**GIVEN TEXT**
__________

The vast majority of these suspensions were for behaviors involving no drugs, no injuries, and no weapons. As District Discipline explains, the most common reasons for suspensions were "causing disruption on school property," "fighting with no injury," and "reckless behavior." Under current D.C. law, teachers and administrators have wide discretion in responding to these sorts of behaviors. For example, they can send a student to speak with an administrator, call the student's parents, request mediation, restrict the student's extracurricular privileges, or make a child stay after school. Even with these other options available, schools choose suspension with alarming frequency.

Why should we care? At first glance, it might seem that suspensions teach children good behavior and keep schools safe. However, the evidence tells a different story. In fact, rather than teaching students good behavior, research shows that a first suspension makes a student more likely to be suspended again. We see this effect in the data from D.C. Public Schools, which shows that 71 percent of suspensions were given to a student who received multiple suspensions. Further, research suggests that suspending the students who are the alleged "troublemakers" does not improve the school environment. As the American Academy of Pediatrics concluded, "Research has demonstrated ... that schools with higher rates of out-of-school suspension and expulsion are not safer for students or faculty."

Really, this should not be surprising. Suspension, by its nature, distances a child from school. Instead of helping children academically, suspension deprives them of instruction. Instead of the positive peer pressure from school-engaged peers, suspended students are sent home to socialize with whomever else is out of school in their neighborhood. When suspended students return to class, they are less focused, less engaged, and more likely to disrupt class.

__________

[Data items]
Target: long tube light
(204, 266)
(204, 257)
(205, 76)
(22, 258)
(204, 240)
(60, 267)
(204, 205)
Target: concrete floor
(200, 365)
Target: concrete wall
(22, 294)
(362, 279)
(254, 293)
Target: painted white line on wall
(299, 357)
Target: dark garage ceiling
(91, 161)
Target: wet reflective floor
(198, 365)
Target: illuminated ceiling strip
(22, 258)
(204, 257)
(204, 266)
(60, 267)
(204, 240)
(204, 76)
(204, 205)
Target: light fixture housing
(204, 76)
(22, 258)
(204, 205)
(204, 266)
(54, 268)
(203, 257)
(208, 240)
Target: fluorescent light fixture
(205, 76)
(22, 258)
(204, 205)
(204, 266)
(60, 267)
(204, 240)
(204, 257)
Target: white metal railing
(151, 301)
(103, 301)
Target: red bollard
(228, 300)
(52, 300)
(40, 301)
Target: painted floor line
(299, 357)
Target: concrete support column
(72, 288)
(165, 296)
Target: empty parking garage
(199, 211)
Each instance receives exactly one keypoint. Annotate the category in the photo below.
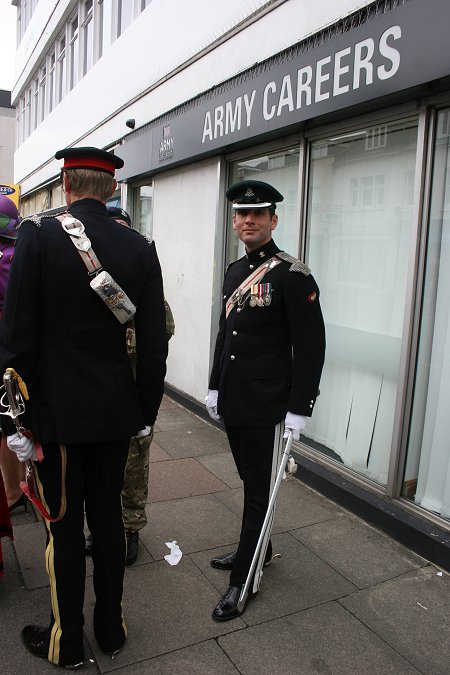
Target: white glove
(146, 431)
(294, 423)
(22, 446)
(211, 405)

__________

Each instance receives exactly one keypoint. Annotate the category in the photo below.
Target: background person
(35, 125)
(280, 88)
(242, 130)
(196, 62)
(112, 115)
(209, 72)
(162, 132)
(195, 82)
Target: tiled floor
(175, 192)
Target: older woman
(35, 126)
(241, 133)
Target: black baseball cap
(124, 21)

__________

**EXERCISE**
Carry on the passage on school suspensions in D.C. from its final sentence, keeping its argument and formal tone.

**WRITTEN ANSWER**
It is worth noting that students in special education and students attending school in neighborhoods with high rates of child poverty are far more likely to feel the impact of over-suspension. In D.C. public schools, students in special education are suspended at three times the rate of their peers. A student attending school in the District's ward with the highest rate of child poverty is four times as likely to be suspended as a student attending school in the ward with the lowest rate of child poverty. The fact that special needs and poverty are so strongly related to the likelihood of suspension tells us that misbehavior is the symptom of a more serious problem, and punitive approaches focused on deterrence and retribution are unlikely to be effective.

Rather than suspend children, we need to focus on alternatives that empower teachers to figure out why a child misbehaves and equip him or her to do better in the future. These alternatives exist: Positive Behavior Interventions and Supports, The Good Behavior Game, and Promoting Alternative Thinking Strategies (PATHS), to name a few. To improve learning for all students, policymakers, school leaders, parents, and community members should focus on developing school discipline that works. We need school discipline based on evidence rather than outdated notions of zero tolerance.